● **What to work on**
Lift every line of the material below and reproduce each one unchanged.

─── Supplied material

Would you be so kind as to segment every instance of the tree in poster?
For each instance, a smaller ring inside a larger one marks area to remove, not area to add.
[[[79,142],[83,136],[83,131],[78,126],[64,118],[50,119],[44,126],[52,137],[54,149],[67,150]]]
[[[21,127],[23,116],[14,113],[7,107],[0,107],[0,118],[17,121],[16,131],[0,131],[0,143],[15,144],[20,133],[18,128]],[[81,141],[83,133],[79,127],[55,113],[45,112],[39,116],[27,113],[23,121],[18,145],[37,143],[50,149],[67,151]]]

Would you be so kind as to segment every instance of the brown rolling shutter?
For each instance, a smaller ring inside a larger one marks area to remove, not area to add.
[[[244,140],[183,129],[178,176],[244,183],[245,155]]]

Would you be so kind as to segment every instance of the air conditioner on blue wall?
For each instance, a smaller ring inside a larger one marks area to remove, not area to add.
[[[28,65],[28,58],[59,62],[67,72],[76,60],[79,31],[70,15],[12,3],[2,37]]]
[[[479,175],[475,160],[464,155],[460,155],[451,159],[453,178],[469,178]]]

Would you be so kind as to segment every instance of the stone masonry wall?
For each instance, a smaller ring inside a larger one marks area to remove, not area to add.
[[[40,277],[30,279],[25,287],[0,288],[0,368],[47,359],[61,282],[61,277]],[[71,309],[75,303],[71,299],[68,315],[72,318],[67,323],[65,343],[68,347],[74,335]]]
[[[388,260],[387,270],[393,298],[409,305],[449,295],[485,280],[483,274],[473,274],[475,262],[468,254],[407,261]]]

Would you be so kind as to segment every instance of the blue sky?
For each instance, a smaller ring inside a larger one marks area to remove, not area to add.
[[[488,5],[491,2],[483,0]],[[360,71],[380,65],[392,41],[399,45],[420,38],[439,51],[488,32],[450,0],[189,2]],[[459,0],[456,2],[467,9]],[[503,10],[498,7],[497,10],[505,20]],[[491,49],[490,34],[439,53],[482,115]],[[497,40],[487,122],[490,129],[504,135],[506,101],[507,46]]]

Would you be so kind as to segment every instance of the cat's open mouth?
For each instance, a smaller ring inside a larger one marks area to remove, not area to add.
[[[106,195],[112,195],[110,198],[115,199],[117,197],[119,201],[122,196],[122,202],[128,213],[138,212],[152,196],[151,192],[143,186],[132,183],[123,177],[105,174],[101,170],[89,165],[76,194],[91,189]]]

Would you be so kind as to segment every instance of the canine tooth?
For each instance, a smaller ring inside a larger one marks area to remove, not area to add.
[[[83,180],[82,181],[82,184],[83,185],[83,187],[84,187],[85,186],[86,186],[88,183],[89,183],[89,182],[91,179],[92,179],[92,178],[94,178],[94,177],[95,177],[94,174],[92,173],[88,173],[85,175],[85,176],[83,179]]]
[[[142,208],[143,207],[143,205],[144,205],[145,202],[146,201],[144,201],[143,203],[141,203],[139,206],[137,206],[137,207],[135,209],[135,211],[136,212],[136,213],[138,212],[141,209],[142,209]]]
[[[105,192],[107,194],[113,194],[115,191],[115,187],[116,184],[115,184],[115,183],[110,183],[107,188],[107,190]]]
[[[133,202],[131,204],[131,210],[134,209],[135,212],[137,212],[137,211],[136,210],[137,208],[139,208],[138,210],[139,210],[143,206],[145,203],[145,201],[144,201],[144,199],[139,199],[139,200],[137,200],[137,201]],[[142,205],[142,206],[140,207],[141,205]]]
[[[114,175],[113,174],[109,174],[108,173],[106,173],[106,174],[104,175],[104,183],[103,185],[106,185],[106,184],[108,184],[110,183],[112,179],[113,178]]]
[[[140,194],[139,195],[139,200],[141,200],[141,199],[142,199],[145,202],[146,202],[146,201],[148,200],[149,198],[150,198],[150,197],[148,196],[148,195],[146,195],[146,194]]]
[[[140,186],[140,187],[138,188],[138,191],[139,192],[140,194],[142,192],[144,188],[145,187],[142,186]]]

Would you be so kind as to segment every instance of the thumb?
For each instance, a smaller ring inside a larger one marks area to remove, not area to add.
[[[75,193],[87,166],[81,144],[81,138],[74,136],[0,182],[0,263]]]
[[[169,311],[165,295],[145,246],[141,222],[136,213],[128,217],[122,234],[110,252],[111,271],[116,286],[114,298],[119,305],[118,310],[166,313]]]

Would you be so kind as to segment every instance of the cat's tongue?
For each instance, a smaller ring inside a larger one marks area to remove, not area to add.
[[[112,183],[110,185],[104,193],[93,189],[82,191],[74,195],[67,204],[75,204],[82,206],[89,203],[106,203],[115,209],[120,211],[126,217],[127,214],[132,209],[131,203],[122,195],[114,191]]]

──────

● **Answer in full**
Would you be so kind as to segment every instance of the tree in poster?
For each instance, a smaller ring inside a larger one marks area to remove, not area to add.
[[[79,142],[83,136],[83,131],[78,126],[64,118],[50,119],[44,126],[52,137],[54,149],[67,150]]]
[[[21,127],[23,116],[14,113],[7,107],[0,107],[0,118],[17,121],[16,131],[0,131],[0,143],[15,144],[20,133],[18,128]],[[81,141],[83,133],[79,127],[55,113],[45,112],[39,116],[27,113],[23,121],[18,145],[37,143],[50,149],[67,151]]]

Would you be so kind as to segment every instance of the brown rolling shutter?
For each instance, a smaller ring inside a larger one marks area to remove, not area to add.
[[[244,140],[183,129],[178,176],[244,183],[245,155]]]

Would you be so kind as to segment every instance of the air conditioner on blue wall?
For each instance, a smaller ring inside a larger one marks area to remove, not area to add.
[[[28,65],[28,58],[59,62],[67,72],[76,60],[79,31],[70,15],[12,3],[2,37]]]
[[[479,175],[475,160],[464,155],[460,155],[451,159],[453,178],[469,178]]]

Would you be so kind as to segment every instance of the stone masonry wall?
For each instance, a smaller ring inside a larger one marks area to remove, not area to add.
[[[40,277],[30,279],[25,287],[0,288],[0,368],[47,359],[61,282],[61,277]],[[71,309],[75,303],[71,299],[68,315],[72,318],[67,323],[65,343],[68,347],[74,335]]]
[[[388,260],[387,270],[393,298],[409,305],[449,295],[485,280],[483,274],[473,274],[475,262],[468,254],[407,261]]]

Would you be so kind as to segment every instance of the blue sky?
For each instance, a smaller ring inside a larger one marks area to remove, not area to add.
[[[488,5],[491,2],[483,0]],[[360,71],[380,65],[392,41],[399,45],[420,38],[439,51],[488,32],[450,0],[189,2]],[[459,0],[456,2],[467,9]],[[503,10],[498,7],[497,10],[505,20]],[[491,49],[490,34],[439,53],[482,115]],[[497,40],[487,122],[490,129],[504,135],[506,101],[507,46]]]

Would you be so kind as to segment every instance of the cat's open mouth?
For each instance, a smaller ring inside a larger one marks area to remove, not area to add.
[[[106,195],[112,195],[110,198],[115,199],[117,197],[119,201],[122,196],[122,202],[128,213],[138,212],[152,196],[151,192],[143,186],[132,183],[123,177],[105,174],[101,170],[89,165],[76,194],[91,189]]]

Would you be so kind as to segment every instance of the canine tooth?
For each instance, a smaller ring inside a larger one marks area to remove, not area to add.
[[[83,180],[82,181],[82,184],[83,185],[83,187],[84,187],[85,186],[86,186],[88,183],[89,183],[89,182],[91,179],[92,179],[92,178],[94,178],[94,177],[95,177],[94,174],[92,173],[88,173],[85,175],[85,176],[83,179]]]
[[[142,208],[143,207],[143,205],[144,205],[145,202],[146,201],[144,201],[143,203],[141,203],[139,206],[137,206],[137,207],[135,209],[135,211],[136,212],[136,213],[138,212],[141,209],[142,209]]]
[[[105,192],[107,194],[113,194],[115,191],[115,187],[116,184],[115,184],[115,183],[110,183],[107,188],[107,190]]]
[[[133,202],[131,204],[131,210],[134,209],[135,212],[137,212],[137,211],[136,210],[137,208],[139,208],[138,210],[139,210],[143,206],[145,203],[145,201],[144,201],[144,199],[139,199],[139,200],[137,200],[137,201]],[[142,205],[142,206],[140,207],[141,205]]]
[[[114,175],[113,174],[109,174],[108,173],[106,173],[106,174],[104,175],[104,183],[103,185],[106,185],[106,184],[108,184],[110,183],[112,179],[113,178]]]
[[[140,194],[139,195],[139,200],[141,200],[141,199],[142,199],[145,202],[146,202],[146,201],[148,200],[149,198],[150,198],[150,197],[148,196],[148,195],[146,195],[146,194]]]
[[[140,186],[140,187],[138,188],[138,191],[139,192],[140,194],[142,192],[144,188],[145,187],[142,186]]]

Would you be so kind as to segment every instance of the thumb?
For each instance, a smaller ring inside a larger one marks area to remove, not area to add.
[[[75,193],[87,166],[81,144],[81,138],[74,136],[0,182],[0,263]]]
[[[169,311],[165,295],[145,246],[141,222],[136,213],[128,217],[122,234],[110,252],[111,271],[116,286],[114,298],[119,305],[118,310],[166,313]]]

Would you be so kind as to segment every instance of the cat's tongue?
For each instance, a smaller ring inside a larger one marks area to remove, not area to add.
[[[112,183],[110,185],[104,193],[93,189],[82,191],[74,195],[67,204],[75,204],[82,206],[89,203],[106,203],[115,209],[120,211],[126,217],[127,214],[132,209],[131,203],[122,195],[114,191]]]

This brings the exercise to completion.